• [DIRECTION 1] Copy the part of the zero-ETL talk transcript that runs from "Yes. So the" up to and including "coho cohort groups.".
• [DIRECTION 2] For each statement, say yes or no to whether the zero-ETL talk transcript agrees with it, and quote the words of the transcript that decide it. (a) The speaker works for Slalom. (b) The demo will be done entirely live, with nothing pre-recorded. (c) The console walkthrough will move data from a PostgreSQL database to Redshift.

Breaking the data pipeline bottleneck with zero-ETL-CSDN博客

本文链接：https://blog.csdn.net/just2gooo/article/details/134867471

Hello. Hello. So I'm Rob Koch. I use sign language interpreters to communicate. So the ones that are sitting in the front are voicing for me and if anything is uh misheard or mise, you can just blame her. Ok.

Yes. So the talk I'm giving today is about zero ETL and breaking the pipeline bottleneck. I also should mention I work for Slalom. I'm also an AWS Data Hero. So I was honored to be one of the first uh data hero of coho cohort groups.

So I've gone through um a little bit of this content with zero ETL. Uh I'll be explaining here what the ETL part means. Extract, Load and Transform and it's someone a little bit in a different way which I'll get into. later. We're trying to make data available for extracting and loading it to different places in the data. Sometimes there's very specific needs. So we'll go through part of that as well.

And then I also have a demo that I will be showing through the console and those are some pre-recorded videos that I made. So um we won't have any of those awkward moments of silence and then we'll do a walkthrough of the console itself where I will be showing uh MySQL Aurora database to Redshift. And that'll be more of like an analytical database mp p parallel processing with the analytics.

• [RECORDED INFORMATION]
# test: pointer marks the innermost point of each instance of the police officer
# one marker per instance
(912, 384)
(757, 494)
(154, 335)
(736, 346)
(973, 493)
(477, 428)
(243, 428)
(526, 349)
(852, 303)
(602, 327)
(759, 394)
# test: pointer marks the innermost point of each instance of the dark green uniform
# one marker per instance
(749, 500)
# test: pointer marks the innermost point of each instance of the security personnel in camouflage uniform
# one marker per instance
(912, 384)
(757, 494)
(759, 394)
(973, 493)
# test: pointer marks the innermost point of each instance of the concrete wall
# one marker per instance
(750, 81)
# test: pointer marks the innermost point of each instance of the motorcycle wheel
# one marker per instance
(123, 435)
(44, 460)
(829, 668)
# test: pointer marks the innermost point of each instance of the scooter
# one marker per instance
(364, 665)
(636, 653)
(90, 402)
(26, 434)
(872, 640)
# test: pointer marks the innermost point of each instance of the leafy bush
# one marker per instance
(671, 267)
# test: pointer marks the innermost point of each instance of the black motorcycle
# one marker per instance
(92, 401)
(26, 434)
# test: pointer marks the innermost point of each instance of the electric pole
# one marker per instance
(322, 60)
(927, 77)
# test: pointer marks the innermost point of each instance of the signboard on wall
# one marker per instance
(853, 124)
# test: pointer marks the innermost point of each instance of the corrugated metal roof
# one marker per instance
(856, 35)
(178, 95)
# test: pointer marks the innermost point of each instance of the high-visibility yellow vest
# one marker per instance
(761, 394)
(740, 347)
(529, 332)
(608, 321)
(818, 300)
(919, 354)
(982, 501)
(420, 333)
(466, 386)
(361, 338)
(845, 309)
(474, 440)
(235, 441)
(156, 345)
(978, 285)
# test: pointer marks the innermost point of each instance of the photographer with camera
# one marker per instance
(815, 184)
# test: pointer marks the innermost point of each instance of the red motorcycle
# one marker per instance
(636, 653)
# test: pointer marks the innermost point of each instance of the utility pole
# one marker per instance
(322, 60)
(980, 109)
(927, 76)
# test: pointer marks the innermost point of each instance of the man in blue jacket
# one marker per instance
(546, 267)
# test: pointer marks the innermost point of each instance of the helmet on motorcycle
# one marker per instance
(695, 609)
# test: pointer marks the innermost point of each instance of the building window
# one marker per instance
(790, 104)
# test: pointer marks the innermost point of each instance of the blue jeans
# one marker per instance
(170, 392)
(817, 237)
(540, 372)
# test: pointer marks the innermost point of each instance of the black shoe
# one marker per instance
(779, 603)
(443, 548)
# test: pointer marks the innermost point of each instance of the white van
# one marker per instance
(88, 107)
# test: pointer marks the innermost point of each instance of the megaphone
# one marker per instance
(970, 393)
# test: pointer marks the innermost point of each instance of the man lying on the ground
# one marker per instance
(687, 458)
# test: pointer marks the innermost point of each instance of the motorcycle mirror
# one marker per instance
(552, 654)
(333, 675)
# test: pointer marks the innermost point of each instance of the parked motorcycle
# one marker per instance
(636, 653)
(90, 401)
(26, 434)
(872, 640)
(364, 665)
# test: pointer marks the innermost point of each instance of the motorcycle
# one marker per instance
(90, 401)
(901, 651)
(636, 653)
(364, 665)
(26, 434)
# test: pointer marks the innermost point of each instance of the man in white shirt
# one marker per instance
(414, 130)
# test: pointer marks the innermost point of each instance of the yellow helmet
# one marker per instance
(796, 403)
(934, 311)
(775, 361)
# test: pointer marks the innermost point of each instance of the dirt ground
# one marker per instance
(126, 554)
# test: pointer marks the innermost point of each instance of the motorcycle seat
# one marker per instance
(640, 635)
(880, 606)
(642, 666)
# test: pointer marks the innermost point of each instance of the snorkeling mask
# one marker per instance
--
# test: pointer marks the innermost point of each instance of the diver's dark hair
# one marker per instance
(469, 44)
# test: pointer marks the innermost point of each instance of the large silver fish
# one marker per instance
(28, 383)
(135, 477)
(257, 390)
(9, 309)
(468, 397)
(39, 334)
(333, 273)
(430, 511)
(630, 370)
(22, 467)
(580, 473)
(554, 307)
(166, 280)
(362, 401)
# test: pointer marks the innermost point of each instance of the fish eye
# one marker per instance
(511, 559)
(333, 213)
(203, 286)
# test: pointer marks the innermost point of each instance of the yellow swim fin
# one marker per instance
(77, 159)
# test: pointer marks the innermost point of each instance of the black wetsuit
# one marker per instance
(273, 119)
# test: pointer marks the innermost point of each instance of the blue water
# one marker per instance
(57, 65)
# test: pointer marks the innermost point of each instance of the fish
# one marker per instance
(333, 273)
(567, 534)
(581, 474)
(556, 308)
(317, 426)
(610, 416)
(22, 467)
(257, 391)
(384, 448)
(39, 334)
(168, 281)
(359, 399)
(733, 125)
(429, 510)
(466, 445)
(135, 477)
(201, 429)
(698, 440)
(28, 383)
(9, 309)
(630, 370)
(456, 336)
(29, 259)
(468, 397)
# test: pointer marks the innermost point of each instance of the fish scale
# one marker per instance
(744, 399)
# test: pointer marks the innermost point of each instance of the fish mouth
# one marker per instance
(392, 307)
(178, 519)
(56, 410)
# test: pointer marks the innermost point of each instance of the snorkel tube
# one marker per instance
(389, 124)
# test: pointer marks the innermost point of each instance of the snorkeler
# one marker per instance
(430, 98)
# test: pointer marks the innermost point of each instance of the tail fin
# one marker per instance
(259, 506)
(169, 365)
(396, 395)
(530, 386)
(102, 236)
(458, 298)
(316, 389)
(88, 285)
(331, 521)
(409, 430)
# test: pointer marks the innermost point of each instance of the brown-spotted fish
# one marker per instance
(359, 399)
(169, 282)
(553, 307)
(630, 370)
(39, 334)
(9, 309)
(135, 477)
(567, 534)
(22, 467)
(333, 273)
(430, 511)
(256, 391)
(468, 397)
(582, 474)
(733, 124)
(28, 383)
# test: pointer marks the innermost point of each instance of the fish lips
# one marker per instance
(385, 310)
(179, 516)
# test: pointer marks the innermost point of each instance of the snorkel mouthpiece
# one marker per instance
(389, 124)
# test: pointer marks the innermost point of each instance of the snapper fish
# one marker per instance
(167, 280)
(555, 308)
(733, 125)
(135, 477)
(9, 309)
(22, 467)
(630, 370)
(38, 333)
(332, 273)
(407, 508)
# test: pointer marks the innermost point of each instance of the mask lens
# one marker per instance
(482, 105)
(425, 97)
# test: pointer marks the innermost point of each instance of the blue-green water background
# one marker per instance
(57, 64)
...
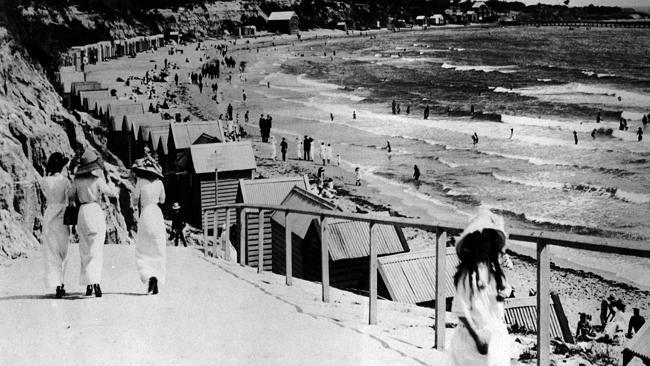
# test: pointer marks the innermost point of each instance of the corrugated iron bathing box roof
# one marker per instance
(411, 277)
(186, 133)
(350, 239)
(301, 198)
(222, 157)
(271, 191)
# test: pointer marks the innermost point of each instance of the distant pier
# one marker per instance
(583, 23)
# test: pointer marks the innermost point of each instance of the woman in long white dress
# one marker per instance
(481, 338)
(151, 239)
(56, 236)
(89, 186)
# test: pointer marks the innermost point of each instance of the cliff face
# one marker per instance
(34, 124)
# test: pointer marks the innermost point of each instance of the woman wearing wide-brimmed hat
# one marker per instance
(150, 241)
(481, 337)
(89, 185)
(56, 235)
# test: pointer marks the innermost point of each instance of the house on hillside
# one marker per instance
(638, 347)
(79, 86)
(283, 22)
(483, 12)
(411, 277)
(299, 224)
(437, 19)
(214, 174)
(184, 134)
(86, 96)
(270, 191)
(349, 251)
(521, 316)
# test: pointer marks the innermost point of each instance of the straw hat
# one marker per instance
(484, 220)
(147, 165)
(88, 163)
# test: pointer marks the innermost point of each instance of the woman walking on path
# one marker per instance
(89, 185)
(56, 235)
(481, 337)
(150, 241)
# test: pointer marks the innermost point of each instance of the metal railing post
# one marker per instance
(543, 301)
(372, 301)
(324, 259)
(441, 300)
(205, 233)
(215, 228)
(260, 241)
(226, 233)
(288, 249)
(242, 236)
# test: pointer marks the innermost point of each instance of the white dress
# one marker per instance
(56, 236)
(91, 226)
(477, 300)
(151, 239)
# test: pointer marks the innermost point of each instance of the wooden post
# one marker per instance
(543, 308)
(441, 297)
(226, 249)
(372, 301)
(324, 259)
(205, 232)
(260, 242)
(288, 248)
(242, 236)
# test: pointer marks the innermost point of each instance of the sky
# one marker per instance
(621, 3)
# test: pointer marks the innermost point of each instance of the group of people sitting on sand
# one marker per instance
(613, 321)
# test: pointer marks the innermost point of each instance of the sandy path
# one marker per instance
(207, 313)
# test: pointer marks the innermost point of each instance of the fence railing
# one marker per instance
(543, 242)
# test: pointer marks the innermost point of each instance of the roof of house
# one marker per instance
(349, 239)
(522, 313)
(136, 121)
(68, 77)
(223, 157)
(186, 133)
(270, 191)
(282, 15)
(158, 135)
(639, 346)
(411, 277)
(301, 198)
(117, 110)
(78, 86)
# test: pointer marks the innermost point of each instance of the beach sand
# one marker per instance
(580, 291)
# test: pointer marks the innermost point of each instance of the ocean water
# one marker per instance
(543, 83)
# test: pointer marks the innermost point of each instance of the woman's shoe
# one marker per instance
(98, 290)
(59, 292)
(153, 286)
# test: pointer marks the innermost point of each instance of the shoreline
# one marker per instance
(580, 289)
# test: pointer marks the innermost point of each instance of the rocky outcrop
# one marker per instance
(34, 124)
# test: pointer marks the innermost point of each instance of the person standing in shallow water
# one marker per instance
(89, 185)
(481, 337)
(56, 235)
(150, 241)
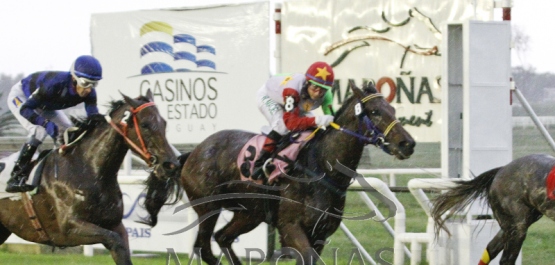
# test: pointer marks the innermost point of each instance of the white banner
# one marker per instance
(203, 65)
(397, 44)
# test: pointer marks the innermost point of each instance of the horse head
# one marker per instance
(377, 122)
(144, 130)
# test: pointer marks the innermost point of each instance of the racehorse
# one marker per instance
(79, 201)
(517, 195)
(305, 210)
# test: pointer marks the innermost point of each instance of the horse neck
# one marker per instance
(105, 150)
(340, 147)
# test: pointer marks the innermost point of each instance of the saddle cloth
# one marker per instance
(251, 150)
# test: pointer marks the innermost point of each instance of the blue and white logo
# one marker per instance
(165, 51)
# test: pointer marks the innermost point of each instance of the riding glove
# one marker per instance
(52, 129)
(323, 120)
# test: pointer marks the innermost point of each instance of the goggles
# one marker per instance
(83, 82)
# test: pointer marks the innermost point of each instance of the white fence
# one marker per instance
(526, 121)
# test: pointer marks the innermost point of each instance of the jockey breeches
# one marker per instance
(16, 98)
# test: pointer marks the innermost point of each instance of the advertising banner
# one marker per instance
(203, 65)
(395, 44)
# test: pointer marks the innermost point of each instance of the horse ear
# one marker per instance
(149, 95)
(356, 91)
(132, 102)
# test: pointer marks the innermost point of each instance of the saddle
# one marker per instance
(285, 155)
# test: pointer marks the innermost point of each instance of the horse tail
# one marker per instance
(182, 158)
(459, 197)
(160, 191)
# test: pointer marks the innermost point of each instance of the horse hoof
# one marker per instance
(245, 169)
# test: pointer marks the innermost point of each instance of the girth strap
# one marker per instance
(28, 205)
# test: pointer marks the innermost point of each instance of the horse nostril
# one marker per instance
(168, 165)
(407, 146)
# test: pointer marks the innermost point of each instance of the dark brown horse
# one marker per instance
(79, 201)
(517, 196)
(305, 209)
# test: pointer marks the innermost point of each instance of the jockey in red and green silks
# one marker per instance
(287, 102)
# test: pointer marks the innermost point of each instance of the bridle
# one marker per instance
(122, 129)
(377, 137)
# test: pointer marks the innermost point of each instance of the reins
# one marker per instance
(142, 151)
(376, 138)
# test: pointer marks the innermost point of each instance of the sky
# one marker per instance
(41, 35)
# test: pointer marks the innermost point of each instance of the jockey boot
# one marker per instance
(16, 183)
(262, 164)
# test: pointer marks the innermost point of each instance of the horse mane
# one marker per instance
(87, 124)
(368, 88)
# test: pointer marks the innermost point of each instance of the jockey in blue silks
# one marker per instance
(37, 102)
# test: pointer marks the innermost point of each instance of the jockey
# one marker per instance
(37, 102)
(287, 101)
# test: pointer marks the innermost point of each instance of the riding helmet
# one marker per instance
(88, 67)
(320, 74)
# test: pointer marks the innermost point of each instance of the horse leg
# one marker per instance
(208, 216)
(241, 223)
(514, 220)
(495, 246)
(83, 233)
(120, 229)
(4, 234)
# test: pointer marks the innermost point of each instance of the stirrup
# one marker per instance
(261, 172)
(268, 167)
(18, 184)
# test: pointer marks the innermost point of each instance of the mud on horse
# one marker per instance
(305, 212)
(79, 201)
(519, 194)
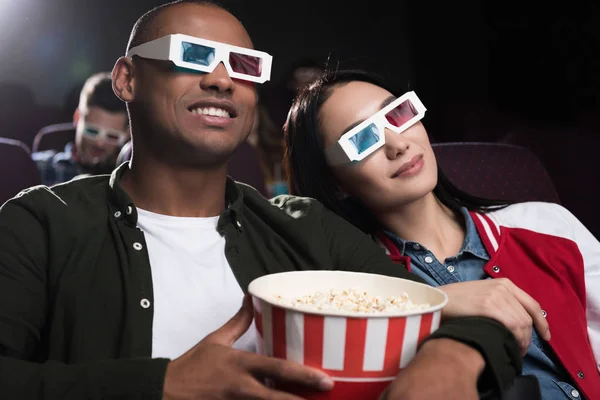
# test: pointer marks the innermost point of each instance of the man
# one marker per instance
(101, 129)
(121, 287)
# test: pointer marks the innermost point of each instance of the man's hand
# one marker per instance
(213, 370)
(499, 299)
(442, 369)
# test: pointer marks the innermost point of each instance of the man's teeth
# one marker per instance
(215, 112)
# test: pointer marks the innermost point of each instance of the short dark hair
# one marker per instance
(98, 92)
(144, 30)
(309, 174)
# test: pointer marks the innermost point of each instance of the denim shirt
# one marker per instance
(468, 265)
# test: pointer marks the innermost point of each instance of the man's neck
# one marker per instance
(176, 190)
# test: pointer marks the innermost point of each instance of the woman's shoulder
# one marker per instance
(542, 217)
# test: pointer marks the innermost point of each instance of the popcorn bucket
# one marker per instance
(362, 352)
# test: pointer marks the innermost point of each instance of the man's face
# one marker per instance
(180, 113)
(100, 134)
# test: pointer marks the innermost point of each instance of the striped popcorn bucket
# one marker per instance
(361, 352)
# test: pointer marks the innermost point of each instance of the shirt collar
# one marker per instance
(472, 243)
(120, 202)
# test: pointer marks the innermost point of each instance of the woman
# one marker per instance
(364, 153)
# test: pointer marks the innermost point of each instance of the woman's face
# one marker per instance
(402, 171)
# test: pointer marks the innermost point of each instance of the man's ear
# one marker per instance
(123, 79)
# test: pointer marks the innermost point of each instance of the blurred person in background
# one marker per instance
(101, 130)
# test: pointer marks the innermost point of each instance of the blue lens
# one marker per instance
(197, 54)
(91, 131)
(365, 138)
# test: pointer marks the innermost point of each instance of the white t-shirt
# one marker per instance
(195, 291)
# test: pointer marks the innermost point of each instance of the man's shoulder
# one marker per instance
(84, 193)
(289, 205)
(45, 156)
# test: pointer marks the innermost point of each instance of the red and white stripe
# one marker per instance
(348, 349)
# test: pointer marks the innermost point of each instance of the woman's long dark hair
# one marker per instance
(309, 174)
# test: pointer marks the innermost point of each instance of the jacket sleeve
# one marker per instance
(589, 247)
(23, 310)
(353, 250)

• [CORRECT OUTPUT 1]
Yes. So the talk I'm giving today is about zero ETL and breaking the pipeline bottleneck. I also should mention I work for Slalom. I'm also an AWS Data Hero. So I was honored to be one of the first uh data hero of coho cohort groups.

• [CORRECT OUTPUT 2]
(a) Yes: "I also should mention I work for Slalom."
(b) No: "those are some pre-recorded videos that I made"
(c) No: "I will be showing uh MySQL Aurora database to Redshift"